* Brief
Write out exactly the lines from the one with "section in the photo above." through the last line. Pictures stay out.
**** Given entries
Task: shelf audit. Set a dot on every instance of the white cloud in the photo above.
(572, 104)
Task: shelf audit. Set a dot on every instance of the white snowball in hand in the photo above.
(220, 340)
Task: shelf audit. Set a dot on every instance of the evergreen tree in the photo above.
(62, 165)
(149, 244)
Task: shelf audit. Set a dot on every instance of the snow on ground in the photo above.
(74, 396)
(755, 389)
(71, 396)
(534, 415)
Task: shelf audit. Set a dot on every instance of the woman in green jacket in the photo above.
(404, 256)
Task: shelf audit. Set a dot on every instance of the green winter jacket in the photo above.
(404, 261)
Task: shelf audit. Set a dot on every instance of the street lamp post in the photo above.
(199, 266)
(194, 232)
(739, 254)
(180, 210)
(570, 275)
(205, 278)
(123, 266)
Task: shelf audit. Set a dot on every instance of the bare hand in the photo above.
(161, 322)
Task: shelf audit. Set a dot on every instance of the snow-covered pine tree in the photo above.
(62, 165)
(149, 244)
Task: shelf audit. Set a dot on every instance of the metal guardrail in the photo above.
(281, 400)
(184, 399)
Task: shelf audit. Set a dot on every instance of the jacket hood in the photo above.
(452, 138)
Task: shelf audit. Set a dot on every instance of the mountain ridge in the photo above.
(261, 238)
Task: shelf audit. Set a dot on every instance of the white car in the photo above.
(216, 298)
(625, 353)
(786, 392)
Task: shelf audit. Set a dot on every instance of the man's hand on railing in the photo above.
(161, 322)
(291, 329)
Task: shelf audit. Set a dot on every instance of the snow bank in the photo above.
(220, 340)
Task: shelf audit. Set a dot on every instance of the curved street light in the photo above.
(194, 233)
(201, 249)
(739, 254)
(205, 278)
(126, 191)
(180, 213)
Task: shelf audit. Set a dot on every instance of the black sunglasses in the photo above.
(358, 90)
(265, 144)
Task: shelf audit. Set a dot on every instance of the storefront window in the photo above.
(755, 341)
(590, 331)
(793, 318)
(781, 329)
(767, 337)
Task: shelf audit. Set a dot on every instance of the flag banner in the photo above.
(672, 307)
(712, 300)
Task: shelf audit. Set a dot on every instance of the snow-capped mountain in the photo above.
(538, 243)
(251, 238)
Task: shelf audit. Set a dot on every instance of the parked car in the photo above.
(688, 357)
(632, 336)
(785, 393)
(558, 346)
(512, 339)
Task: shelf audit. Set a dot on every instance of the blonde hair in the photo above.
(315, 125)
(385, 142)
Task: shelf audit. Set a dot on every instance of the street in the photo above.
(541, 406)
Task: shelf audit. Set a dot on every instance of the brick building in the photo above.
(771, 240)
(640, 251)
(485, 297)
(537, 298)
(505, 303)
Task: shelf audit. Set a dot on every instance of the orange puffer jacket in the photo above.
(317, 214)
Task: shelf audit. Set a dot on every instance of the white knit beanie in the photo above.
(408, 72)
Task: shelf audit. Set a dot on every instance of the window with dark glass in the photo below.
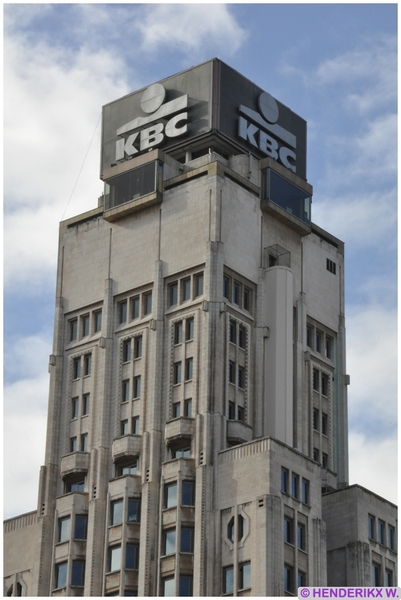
(81, 527)
(78, 573)
(85, 404)
(61, 575)
(64, 528)
(244, 575)
(116, 512)
(170, 495)
(169, 542)
(132, 556)
(134, 510)
(85, 326)
(135, 307)
(187, 539)
(189, 329)
(185, 585)
(126, 350)
(76, 366)
(73, 325)
(188, 493)
(122, 312)
(88, 364)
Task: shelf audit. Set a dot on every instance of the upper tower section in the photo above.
(210, 107)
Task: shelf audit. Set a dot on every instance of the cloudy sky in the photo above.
(333, 64)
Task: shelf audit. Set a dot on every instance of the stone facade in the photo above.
(198, 392)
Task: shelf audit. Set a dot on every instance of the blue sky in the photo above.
(333, 64)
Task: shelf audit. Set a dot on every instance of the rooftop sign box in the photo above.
(211, 99)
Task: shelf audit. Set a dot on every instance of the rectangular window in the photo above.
(169, 542)
(226, 288)
(305, 491)
(288, 530)
(73, 326)
(85, 404)
(247, 299)
(187, 539)
(126, 350)
(64, 529)
(137, 386)
(186, 289)
(316, 380)
(241, 377)
(78, 573)
(233, 331)
(135, 425)
(169, 586)
(241, 337)
(228, 580)
(147, 303)
(198, 285)
(189, 330)
(185, 585)
(76, 367)
(245, 575)
(61, 575)
(173, 293)
(371, 527)
(231, 371)
(331, 266)
(122, 312)
(288, 579)
(134, 510)
(130, 469)
(84, 442)
(177, 373)
(88, 364)
(375, 581)
(189, 364)
(316, 419)
(138, 347)
(295, 485)
(125, 390)
(325, 384)
(325, 423)
(178, 333)
(284, 480)
(391, 537)
(116, 512)
(74, 408)
(132, 556)
(81, 527)
(97, 319)
(188, 407)
(114, 558)
(301, 536)
(188, 493)
(237, 293)
(170, 495)
(85, 326)
(381, 532)
(135, 307)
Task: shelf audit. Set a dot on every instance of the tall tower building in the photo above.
(198, 391)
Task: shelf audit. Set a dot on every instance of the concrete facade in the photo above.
(198, 391)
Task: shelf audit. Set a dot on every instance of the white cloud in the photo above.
(373, 465)
(190, 27)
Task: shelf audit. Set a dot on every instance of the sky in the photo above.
(332, 64)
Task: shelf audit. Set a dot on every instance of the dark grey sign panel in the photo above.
(211, 96)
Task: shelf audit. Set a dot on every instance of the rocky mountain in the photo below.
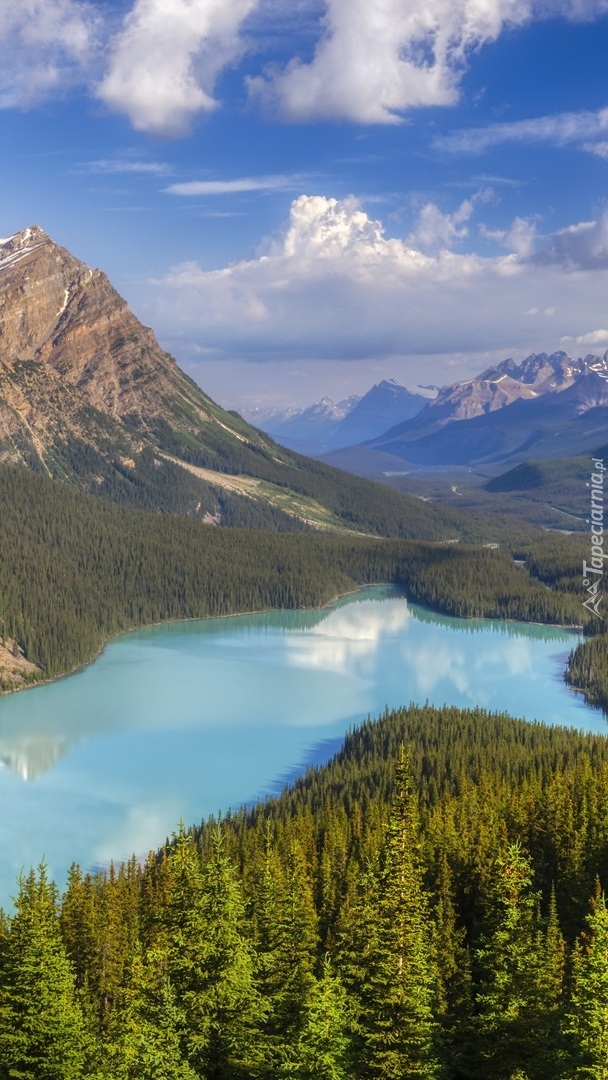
(89, 396)
(306, 430)
(386, 405)
(558, 422)
(328, 426)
********
* Answer
Task: shelf audit. Set a dot on every instance of the upper tower section in the photo above.
(210, 107)
Task: shelf audit. Set a dot on every instance of the cloudy sky in the photo above.
(333, 64)
Task: shelf audit. Set a dot on every instance of the stone facade in the photo above.
(198, 392)
Task: shelf audit. Set a dot on every instance of the blue sky in the photo above.
(333, 64)
Task: shelf audit. Set a dot on every instance of the rooftop sign box in the photo above.
(211, 99)
Task: shelf audit. Set a dot on every instance of the rectangular window in the photo above.
(169, 542)
(226, 288)
(305, 491)
(288, 530)
(73, 326)
(85, 404)
(247, 299)
(187, 539)
(126, 350)
(64, 529)
(137, 386)
(186, 289)
(316, 380)
(241, 377)
(78, 573)
(233, 331)
(135, 425)
(169, 586)
(241, 337)
(228, 580)
(147, 303)
(198, 285)
(189, 330)
(185, 585)
(76, 367)
(245, 575)
(61, 575)
(173, 293)
(371, 527)
(231, 371)
(331, 266)
(122, 312)
(288, 579)
(134, 510)
(130, 469)
(84, 442)
(177, 373)
(88, 364)
(375, 581)
(189, 364)
(316, 419)
(138, 347)
(295, 485)
(125, 390)
(325, 384)
(325, 423)
(178, 333)
(284, 480)
(391, 537)
(116, 512)
(74, 408)
(132, 556)
(81, 527)
(97, 319)
(188, 407)
(114, 558)
(301, 536)
(188, 493)
(237, 293)
(170, 495)
(85, 326)
(381, 532)
(135, 307)
Task: shelf audit. Set a dot on every instance of the tall tower building in the photo above.
(198, 391)
Task: shelf audit. Set a dot on every instance of the concrete facade in the photo above.
(198, 391)
Task: shelf audit. Set a dot on every instance of the white cloud in the photo above.
(373, 465)
(190, 27)
Task: shelf audit. Set a dot on every instance of the sky in the photo above.
(332, 64)
Task: shelf audit. Set a dot on every instance of the dark grey sign panel in the photo above.
(211, 96)
Task: shelf audit. Set a dot on every instance of the rocky mountain in the photo below.
(89, 396)
(306, 430)
(386, 405)
(558, 422)
(328, 426)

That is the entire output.